**Okuma Parçası**
======

BAİBÜ’de Gökyüzü Bilim Şenliği Düzenlendi

    Bolu Abant İzzet Baysal Üniversitesi (BAİBÜ) Proje Destek Ofisi (PDO) koordinatörlüğünde, Bolu’da ilk kez Gökyüzü Bilim Şenliği düzenleniyor. Ülkemizin dört bir yanından bilime ilgi duyan lise ve üniversite öğrencilerinin katıldığı Bilim Şenliği, 17-19 Ağustos 2021 tarihleri arasında, Bolu Bağışçılar Vakfı ile Bolu Gençlik ve Spor İl Müdürlüğü desteğiyle gerçekleştirildi.

    Gökyüzü Bilim Şenliği’ne; Bolu Abant İzzet Baysal Üniversitesi, İstanbul Teknik Üniversitesi, Marmara Üniversitesi, Kocaeli Üniversitesi, Yıldız Teknik Üniversitesi, Afyon Kocatepe Üniversitesi ve Zonguldak Bülent Ecevit Üniversitesi ile Bolu İzzet Baysal Anadolu Lisesi’nden 45 öğrenci katıldı. Bolu Bilim ve Sanat Merkezi BİLSEM’de gözlem yapan öğrenciler, her yıl 23 Temmuz-20 Ağustos tarihleri arasında gerçekleşen Perseus Meteor Yağmurunu izlediler. Öğrenciler aynı zamanda, 14 Burda AVM’de atölye çalışmaları yaptı ve teknik gezilere katıldı.

    Gökyüzü Bilim Şenliği’nin açılışı, İzzet Baysal Kültür Merkezi Mavi Salonda, pandemi tedbirlerine uygun olarak yapıldı. BAİBÜ Proje Destek Ofisi Koordinatörü Doç. Dr. Fatma Öztürk moderatörlüğünde, lise ve üniversite öğrencilerinin katılımıyla gerçekleştirilen etkinliğin açılış ve sunum konuşmaları ise çevrim içi yapıldı.

======

**Kayıtlı Veriler**
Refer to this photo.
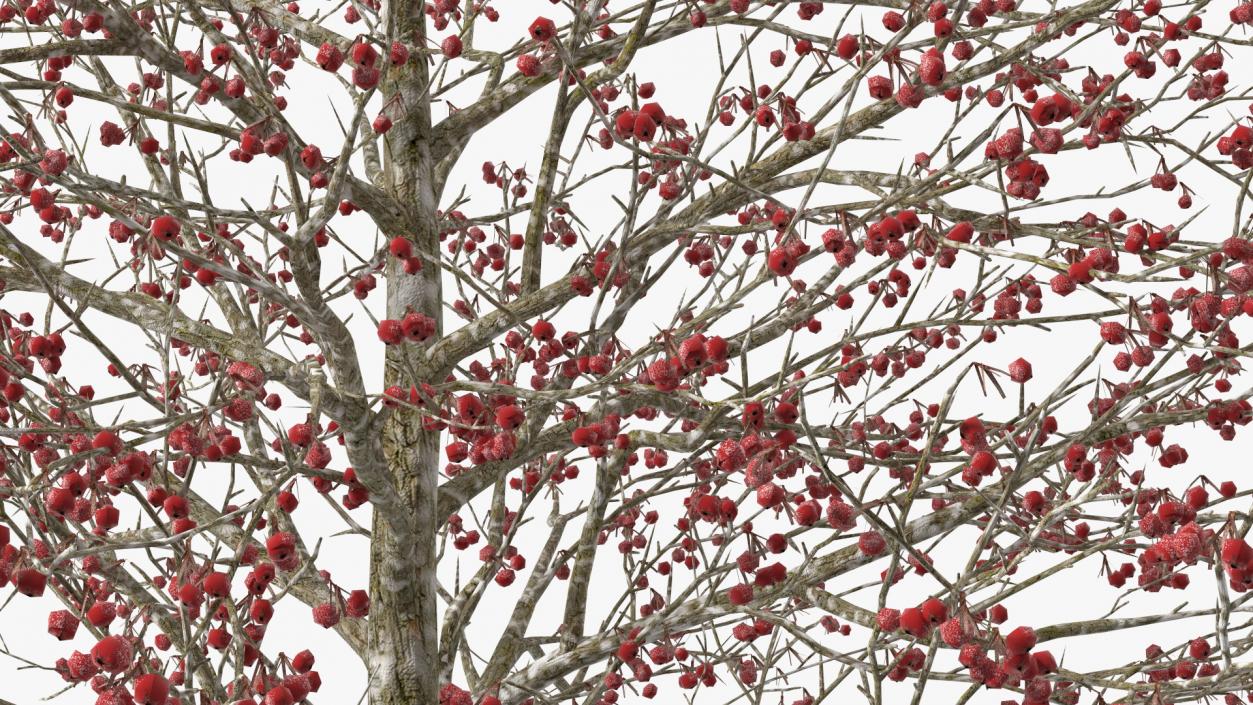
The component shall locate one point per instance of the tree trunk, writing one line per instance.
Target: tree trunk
(404, 635)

======

**Metinle İlgili Sorular**
1 - Okuma parçasına göre Gökyüzü Bilim Şenliği'nin açılışı nerede ve neye uygun olarak yapıldı? Bir ile üç cümle arasında açıklayın.
2 - Okuma parçasında "Gökyüzü Bilim Şenliği’ne;" sözcükleriyle başlayıp "çevrim içi yapıldı." sözcüklerine kadar devam eden kısmı harfi harfine kopyalayın.

**Görevlerin Çözümleri**
1 - Açılış, İzzet Baysal Kültür Merkezi Mavi Salonda, pandemi tedbirlerine uygun olarak yapıldı. Etkinliğin açılış ve sunum konuşmaları ise çevrim içi gerçekleştirildi.

2 -
Gökyüzü Bilim Şenliği’ne; Bolu Abant İzzet Baysal Üniversitesi, İstanbul Teknik Üniversitesi, Marmara Üniversitesi, Kocaeli Üniversitesi, Yıldız Teknik Üniversitesi, Afyon Kocatepe Üniversitesi ve Zonguldak Bülent Ecevit Üniversitesi ile Bolu İzzet Baysal Anadolu Lisesi’nden 45 öğrenci katıldı. Bolu Bilim ve Sanat Merkezi BİLSEM’de gözlem yapan öğrenciler, her yıl 23 Temmuz-20 Ağustos tarihleri arasında gerçekleşen Perseus Meteor Yağmurunu izlediler. Öğrenciler aynı zamanda, 14 Burda AVM’de atölye çalışmaları yaptı ve teknik gezilere katıldı.

    Gökyüzü Bilim Şenliği’nin açılışı, İzzet Baysal Kültür Merkezi Mavi Salonda, pandemi tedbirlerine uygun olarak yapıldı. BAİBÜ Proje Destek Ofisi Koordinatörü Doç. Dr. Fatma Öztürk moderatörlüğünde, lise ve üniversite öğrencilerinin katılımıyla gerçekleştirilen etkinliğin açılış ve sunum konuşmaları ise çevrim içi yapıldı.